(Items from a dataset)
————————

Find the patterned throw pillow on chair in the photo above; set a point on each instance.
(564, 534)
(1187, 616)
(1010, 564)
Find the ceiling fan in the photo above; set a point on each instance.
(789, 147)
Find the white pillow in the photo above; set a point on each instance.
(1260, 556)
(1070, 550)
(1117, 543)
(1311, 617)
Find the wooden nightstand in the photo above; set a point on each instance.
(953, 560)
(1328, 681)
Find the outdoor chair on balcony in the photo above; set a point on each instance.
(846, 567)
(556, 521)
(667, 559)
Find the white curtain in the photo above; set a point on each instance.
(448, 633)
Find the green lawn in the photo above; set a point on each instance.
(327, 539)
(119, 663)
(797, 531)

————————

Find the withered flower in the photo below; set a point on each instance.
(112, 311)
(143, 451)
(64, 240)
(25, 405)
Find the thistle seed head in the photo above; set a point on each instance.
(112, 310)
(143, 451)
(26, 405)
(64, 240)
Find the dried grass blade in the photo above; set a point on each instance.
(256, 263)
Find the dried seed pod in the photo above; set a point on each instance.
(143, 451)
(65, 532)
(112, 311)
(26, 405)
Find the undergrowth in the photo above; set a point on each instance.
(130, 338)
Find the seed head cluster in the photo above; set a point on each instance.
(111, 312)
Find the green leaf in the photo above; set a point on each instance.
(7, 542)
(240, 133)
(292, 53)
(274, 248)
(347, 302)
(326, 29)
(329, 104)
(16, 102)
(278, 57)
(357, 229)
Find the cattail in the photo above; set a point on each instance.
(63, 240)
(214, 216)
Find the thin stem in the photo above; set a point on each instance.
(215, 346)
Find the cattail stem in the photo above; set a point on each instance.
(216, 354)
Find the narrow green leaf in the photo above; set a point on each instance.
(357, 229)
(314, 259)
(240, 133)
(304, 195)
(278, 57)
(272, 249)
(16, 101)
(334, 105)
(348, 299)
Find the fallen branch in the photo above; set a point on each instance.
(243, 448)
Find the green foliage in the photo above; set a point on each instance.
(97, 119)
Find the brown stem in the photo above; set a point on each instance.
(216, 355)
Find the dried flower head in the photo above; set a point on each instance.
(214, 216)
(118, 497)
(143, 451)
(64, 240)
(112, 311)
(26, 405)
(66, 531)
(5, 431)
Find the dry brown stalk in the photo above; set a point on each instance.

————————

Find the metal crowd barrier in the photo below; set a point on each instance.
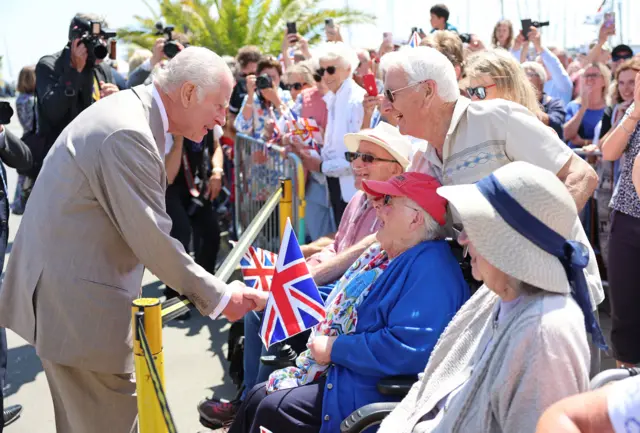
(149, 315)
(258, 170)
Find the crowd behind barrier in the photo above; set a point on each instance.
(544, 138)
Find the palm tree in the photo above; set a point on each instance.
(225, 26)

————————

• [Work order] Your answer should be the lines above, from the line containing "Find the dried grass" up to and including the line containing "Find the dry", reproduced exactly and with nothing else.

• [Reply]
Find the dried grass blade in the photo above; set a point on each instance.
(256, 263)
Find the dried seed pod in the photo above; set a point on each instance.
(143, 451)
(65, 532)
(112, 311)
(26, 405)
Find the undergrowth in the photo above; set a point on each instance.
(130, 338)
Find the seed head cluster in the photo above; set a point on each instance.
(111, 312)
Find the green leaf in the photo above; set a point on each instance.
(7, 542)
(240, 133)
(292, 53)
(274, 248)
(347, 302)
(326, 29)
(329, 104)
(16, 102)
(278, 57)
(357, 229)
Find the cattail in the photo above; set a point on each instance.
(63, 240)
(214, 216)
Find the thin stem in the photo above; set a point on each instance.
(215, 346)
Find the cattail stem in the photo above; set a point on each instance.
(216, 354)
Find the narrow green leaf in the photo above; set a point on each instance.
(357, 229)
(314, 259)
(240, 133)
(304, 195)
(278, 57)
(272, 249)
(16, 101)
(334, 105)
(348, 299)
Find the fallen branch in the photo above; set a point on each instance.
(243, 448)
Find the green foliage in the photo above; set a point on each instance.
(97, 119)
Find the brown stem in the photo above; set a point on each instance.
(216, 355)
Find the dried flower head in the photo above; set a point on each instance.
(214, 216)
(118, 497)
(143, 451)
(64, 240)
(112, 311)
(26, 405)
(66, 531)
(5, 431)
Find the dry brown stalk in the photo above; set a point on each instance.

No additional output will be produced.